◆ Objective:
Rewrite the material below with every "pick out" changed to "point to" and nothing else altered.

— START Record extracts —

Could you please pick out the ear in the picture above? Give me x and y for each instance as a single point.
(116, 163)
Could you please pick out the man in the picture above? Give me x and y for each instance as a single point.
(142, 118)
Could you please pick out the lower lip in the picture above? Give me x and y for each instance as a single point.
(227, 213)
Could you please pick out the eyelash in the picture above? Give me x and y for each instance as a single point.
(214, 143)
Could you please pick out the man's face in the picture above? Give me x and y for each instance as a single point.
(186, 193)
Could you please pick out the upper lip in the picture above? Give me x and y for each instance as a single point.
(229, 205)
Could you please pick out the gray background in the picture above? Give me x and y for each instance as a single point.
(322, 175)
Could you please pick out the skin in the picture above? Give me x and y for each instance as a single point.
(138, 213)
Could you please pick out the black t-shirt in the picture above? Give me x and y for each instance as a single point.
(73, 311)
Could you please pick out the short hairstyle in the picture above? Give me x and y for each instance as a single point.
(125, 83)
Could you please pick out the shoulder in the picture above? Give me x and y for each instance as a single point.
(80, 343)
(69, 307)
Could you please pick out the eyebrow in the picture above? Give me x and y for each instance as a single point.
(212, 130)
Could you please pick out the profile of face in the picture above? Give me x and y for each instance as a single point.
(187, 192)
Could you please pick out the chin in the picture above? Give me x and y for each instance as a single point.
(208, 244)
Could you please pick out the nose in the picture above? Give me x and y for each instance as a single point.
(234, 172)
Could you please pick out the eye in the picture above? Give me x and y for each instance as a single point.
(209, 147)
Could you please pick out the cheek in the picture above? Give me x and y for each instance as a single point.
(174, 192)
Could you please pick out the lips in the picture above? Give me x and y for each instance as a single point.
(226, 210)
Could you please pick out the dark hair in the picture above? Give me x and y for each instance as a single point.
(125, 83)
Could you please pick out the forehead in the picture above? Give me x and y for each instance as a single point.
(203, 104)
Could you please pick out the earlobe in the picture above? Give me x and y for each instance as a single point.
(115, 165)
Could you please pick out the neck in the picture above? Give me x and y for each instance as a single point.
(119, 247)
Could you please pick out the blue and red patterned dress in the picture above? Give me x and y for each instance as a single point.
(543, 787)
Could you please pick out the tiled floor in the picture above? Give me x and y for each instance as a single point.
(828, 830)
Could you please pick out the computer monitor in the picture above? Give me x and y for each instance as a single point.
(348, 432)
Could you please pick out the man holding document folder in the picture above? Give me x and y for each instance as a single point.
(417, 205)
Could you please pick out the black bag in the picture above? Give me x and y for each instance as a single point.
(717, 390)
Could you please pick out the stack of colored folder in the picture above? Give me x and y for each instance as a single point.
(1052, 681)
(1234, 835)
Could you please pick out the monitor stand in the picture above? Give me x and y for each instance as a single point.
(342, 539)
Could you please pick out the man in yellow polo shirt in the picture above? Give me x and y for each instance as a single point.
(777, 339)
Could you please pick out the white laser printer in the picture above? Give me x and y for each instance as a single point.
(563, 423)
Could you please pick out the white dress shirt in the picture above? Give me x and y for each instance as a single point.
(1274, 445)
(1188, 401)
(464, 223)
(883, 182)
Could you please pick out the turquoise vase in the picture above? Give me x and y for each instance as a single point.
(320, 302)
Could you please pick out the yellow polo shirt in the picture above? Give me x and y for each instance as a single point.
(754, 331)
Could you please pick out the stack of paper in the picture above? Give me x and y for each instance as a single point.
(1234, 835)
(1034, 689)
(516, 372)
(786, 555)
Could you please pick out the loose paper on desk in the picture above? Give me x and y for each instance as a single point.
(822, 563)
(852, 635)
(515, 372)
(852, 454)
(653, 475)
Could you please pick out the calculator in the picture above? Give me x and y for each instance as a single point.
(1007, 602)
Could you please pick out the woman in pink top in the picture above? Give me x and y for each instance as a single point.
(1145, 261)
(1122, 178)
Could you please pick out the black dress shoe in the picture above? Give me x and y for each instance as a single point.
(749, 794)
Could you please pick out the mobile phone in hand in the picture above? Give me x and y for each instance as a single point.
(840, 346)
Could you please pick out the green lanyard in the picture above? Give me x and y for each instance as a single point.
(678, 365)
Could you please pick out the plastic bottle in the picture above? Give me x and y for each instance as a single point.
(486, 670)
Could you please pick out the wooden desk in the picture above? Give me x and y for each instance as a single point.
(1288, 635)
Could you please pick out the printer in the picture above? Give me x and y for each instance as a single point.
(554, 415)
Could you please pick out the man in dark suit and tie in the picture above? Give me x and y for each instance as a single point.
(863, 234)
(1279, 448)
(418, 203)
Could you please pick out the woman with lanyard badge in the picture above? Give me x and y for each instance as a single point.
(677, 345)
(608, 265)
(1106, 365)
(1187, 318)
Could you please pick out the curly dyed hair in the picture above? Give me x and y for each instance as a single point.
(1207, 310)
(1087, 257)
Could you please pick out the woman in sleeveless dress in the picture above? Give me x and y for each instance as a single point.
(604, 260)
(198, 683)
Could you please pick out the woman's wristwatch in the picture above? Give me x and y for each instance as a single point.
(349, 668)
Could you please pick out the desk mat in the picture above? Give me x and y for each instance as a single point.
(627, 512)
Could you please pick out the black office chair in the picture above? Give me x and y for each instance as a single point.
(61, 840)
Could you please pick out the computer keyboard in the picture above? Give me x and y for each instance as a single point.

— END Record extracts —

◆ Final result:
Could you please point to the ear in the picture above? Give me x and y for each instance as a single point.
(116, 163)
Could you please point to the man in the picture above? Give me x and y for each instance as a single point.
(142, 118)
Could you please point to the lower lip in the picture above? Give me x and y for each instance as a single point.
(227, 213)
Could you please point to the eyelash in the picture above? Give me x and y for each instance as a single point.
(214, 143)
Could you please point to the man's face in the picture above? Give me x and y for each instance as a single point.
(186, 193)
Could you please point to the upper lip in the picture above? Give me x and y for each instance as a single point.
(229, 205)
Could you please point to the gray background in the picture above? Give me x and y for each instance as a single point.
(322, 175)
Could you please point to the skin in the picture above? Give me x and y for each instance as a single point.
(138, 213)
Could you please point to the black t-shirt in the picture above? Give me x and y for each instance as a single point.
(73, 311)
Could you please point to the short hairstyle in the picture above? Give me x and y for each instance as a single point.
(125, 83)
Could you please point to the shoulder in the picture above? Give me x and y for each instance as a single point.
(80, 343)
(69, 307)
Could you please point to the eyebrow in the picture above? Give me x and y for each instance as a single point.
(212, 130)
Could you please point to the profile of face in the picture above? Give me x and y for each instance as a single point.
(187, 192)
Could you please point to the chin in the picture above? Give me x and y for each instance as a single point.
(208, 244)
Could you please point to the nose in the picture above? Give me x and y for each instance as a single point.
(234, 172)
Could you please point to the eye in the picture above? Give me x and y for each instance as a single point.
(209, 147)
Could you please point to the cheek in the picture above? Give me x and y for each instance as a single point.
(174, 192)
Could you please point to the lips in the picture above? Give me x and y for each instance as a single point.
(226, 210)
Could you please point to the dark hair in the picture above? Give me x and y for each instance as a single point.
(125, 83)
Could you please point to the forehead in the picture above? Give me x and y for each instance as a single point.
(203, 104)
Could you please point to the earlobe in the picture above? Give me x and y for each instance as a single point.
(115, 165)
Could you please point to the neck in the picture above? Give me x and y for each instance as a single point.
(119, 247)
Could you please point to the blue and red patterned dress in the picture above? Give me x and y for each instance as a single point.
(543, 787)
Could you please point to the tiled floor in the picture above? Give me x and y for each instance as a single point.
(828, 830)
Could you please point to the computer monitor in the picture above? Give me x and y for each instance as a single point.
(348, 432)
Could you please point to the man holding document folder in the picture above? Give me x and y for each instance as a single point.
(417, 205)
Could you please point to the black bag in the picture above? Give me x and y for each instance as a single point.
(717, 390)
Could you please point to the stack of colored folder in the picture above? Give me x and y for each instance as a single point.
(1052, 681)
(1234, 835)
Could you please point to the monitor stand in the picture above? Give me x and y for each instance as a single point.
(342, 539)
Could you please point to the man in yellow polo shirt in the picture above? Give me x and y for each instance as a single point.
(777, 339)
Could you please point to the white laser printer in the picture above? Give me x and y for each instance as a single point.
(563, 423)
Could you please point to the white dress shirt in the picture above? Give me x and y for each instance as a single point.
(1274, 445)
(1188, 401)
(464, 223)
(883, 182)
Could you please point to the turquoise vase in the picture above? Give me x and y for each instance as a single point.
(320, 302)
Could you please point to the yellow polo shirt in the picture above? Give me x and y for each instance as a single point.
(754, 331)
Could you please point to the stack of paper in the picture above? Give me x and y for each instance as a single point.
(1234, 835)
(1034, 689)
(516, 372)
(786, 555)
Could you please point to the loose paper on desk in the picture above? Give me x and y for each instance as a single point.
(822, 563)
(852, 635)
(515, 372)
(852, 454)
(653, 475)
Could you please point to the calculator in the picture above? Give me x and y for each instance as a single point.
(1007, 602)
Could you please point to the woman in pink top in the picture above? Give me x and y for each instance as a single point.
(1145, 261)
(1122, 178)
Could you please point to the black dress shoe in the picture above? Give me x and y for each instance as a single point.
(749, 794)
Could you please point to the mobile phone in hand in the picture above? Give me x and y for each instance as a single point.
(840, 346)
Could you please point to the green lanyard in the picture above? Give me x and y for each instance as a single point.
(678, 365)
Could you please point to the plastic bottle in the picture above? Give me x and y for each instance as a single point.
(486, 670)
Could you please point to the wooden desk in the picture above? Give me x and y for each instance as a single point.
(1288, 635)
Could you please point to the printer in the picture above? Give me x and y for each instance as a single point.
(554, 415)
Could you please point to the man in dark suit and tie in the picture above? Give me x and y for each instance as a single point.
(863, 234)
(1279, 448)
(418, 203)
Could you please point to the woman with lanyard badge in the picture above? Give me x and y for each instance as a single point.
(677, 345)
(608, 265)
(1106, 365)
(1187, 318)
Could you please point to the curly dyed hair in the picture above? Give me x and y for each instance as a single point.
(1207, 310)
(1087, 257)
Could you please point to the woman in sleeveless dress in the picture above? Give me x and y for each instance as a single point.
(604, 260)
(198, 683)
Could you please point to the woman's wristwatch in the picture above? Give me x and y for each instance as a single point.
(349, 668)
Could you please point to the desk mat in the picture above? Give me x and y for each instance as a single point.
(627, 512)
Could you please point to the black office chair in the picture above? Give me x and y for each instance as a single point.
(61, 840)
Could you please point to the computer keyboard in the picture above? Give me x and y for each instance as a single point.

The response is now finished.